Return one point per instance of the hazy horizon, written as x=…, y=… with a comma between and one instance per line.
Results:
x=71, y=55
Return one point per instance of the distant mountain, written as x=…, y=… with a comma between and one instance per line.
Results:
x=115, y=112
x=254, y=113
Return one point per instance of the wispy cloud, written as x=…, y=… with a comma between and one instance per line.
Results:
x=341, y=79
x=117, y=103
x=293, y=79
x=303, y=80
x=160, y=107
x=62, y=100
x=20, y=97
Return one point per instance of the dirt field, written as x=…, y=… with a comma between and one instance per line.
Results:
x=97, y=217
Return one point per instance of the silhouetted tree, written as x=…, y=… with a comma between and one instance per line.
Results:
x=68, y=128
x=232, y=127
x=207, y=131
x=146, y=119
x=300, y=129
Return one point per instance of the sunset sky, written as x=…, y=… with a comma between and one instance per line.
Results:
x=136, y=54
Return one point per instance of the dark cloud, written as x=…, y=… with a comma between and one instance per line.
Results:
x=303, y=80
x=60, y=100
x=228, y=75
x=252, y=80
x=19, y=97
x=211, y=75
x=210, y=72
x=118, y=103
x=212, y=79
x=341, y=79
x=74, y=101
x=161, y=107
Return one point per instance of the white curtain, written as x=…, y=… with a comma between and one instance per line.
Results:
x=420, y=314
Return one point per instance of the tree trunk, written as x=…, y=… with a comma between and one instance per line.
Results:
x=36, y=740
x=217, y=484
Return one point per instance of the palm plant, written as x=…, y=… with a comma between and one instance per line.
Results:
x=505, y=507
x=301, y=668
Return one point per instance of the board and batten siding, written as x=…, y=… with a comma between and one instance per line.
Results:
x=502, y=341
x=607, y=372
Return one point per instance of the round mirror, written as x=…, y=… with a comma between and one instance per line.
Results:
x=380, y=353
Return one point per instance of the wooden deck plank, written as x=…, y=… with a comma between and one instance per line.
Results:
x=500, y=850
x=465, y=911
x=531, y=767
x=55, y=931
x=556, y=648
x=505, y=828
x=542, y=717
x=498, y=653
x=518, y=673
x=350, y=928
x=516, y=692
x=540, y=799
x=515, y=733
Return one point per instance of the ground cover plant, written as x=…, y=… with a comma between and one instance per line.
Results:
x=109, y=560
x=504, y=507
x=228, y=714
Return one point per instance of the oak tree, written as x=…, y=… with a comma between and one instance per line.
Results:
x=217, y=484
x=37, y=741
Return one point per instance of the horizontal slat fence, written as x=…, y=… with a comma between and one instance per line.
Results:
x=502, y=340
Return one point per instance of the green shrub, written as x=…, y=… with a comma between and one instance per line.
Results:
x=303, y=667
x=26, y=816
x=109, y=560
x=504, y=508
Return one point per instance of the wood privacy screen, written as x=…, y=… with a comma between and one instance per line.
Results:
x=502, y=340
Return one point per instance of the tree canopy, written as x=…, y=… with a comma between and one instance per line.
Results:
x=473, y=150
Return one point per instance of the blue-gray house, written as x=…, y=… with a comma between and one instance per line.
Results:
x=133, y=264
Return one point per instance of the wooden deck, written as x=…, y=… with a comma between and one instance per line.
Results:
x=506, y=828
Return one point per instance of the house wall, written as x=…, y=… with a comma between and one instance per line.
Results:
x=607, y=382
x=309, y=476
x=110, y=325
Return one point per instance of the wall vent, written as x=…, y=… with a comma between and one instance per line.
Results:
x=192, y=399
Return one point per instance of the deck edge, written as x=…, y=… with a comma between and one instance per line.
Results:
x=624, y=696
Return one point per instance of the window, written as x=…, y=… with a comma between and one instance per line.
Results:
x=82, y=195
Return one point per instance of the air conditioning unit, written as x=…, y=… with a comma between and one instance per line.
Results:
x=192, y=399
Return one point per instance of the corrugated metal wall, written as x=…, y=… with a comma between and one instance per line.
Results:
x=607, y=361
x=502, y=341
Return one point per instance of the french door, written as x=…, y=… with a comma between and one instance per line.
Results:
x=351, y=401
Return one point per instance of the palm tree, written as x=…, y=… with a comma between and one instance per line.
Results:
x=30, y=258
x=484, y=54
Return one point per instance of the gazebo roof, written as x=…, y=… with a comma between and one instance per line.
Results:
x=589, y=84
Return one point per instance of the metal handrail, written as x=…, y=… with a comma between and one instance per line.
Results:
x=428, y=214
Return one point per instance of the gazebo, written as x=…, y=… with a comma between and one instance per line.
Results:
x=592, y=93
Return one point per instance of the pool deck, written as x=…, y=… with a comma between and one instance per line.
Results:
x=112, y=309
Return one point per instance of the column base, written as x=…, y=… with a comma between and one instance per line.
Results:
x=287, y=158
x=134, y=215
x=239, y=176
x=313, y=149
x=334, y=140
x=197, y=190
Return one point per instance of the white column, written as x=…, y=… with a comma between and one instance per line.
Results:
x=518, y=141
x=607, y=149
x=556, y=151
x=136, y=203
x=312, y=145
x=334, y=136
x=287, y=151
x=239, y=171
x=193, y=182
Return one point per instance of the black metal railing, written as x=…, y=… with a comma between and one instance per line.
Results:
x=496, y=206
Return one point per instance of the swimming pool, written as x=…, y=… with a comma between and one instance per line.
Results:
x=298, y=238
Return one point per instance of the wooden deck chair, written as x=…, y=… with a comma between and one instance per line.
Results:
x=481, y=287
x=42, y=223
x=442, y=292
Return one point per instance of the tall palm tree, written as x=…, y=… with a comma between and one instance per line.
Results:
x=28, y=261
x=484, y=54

> _Your goal_:
Could you render everything from the line containing "Return one point per instance of the swimming" down to the end of the material above as a Markdown table with the columns Row and Text, one numbered line per row and blank lines left out?

> _Response_:
| Row | Text |
|---|---|
| 1 | Return one point per instance of the swimming pool, written as x=…, y=… with a comma between and one instance per line. |
| 2 | Results: |
| 3 | x=298, y=238 |
| 4 | Return one point per instance of the wooden deck chair, written as x=…, y=… with a comma between and one instance per line. |
| 5 | Results: |
| 6 | x=481, y=287 |
| 7 | x=42, y=223 |
| 8 | x=442, y=292 |
| 9 | Return one point per instance of the tall palm tree, written as x=…, y=… with a comma between and one instance per line. |
| 10 | Results: |
| 11 | x=28, y=261 |
| 12 | x=484, y=54 |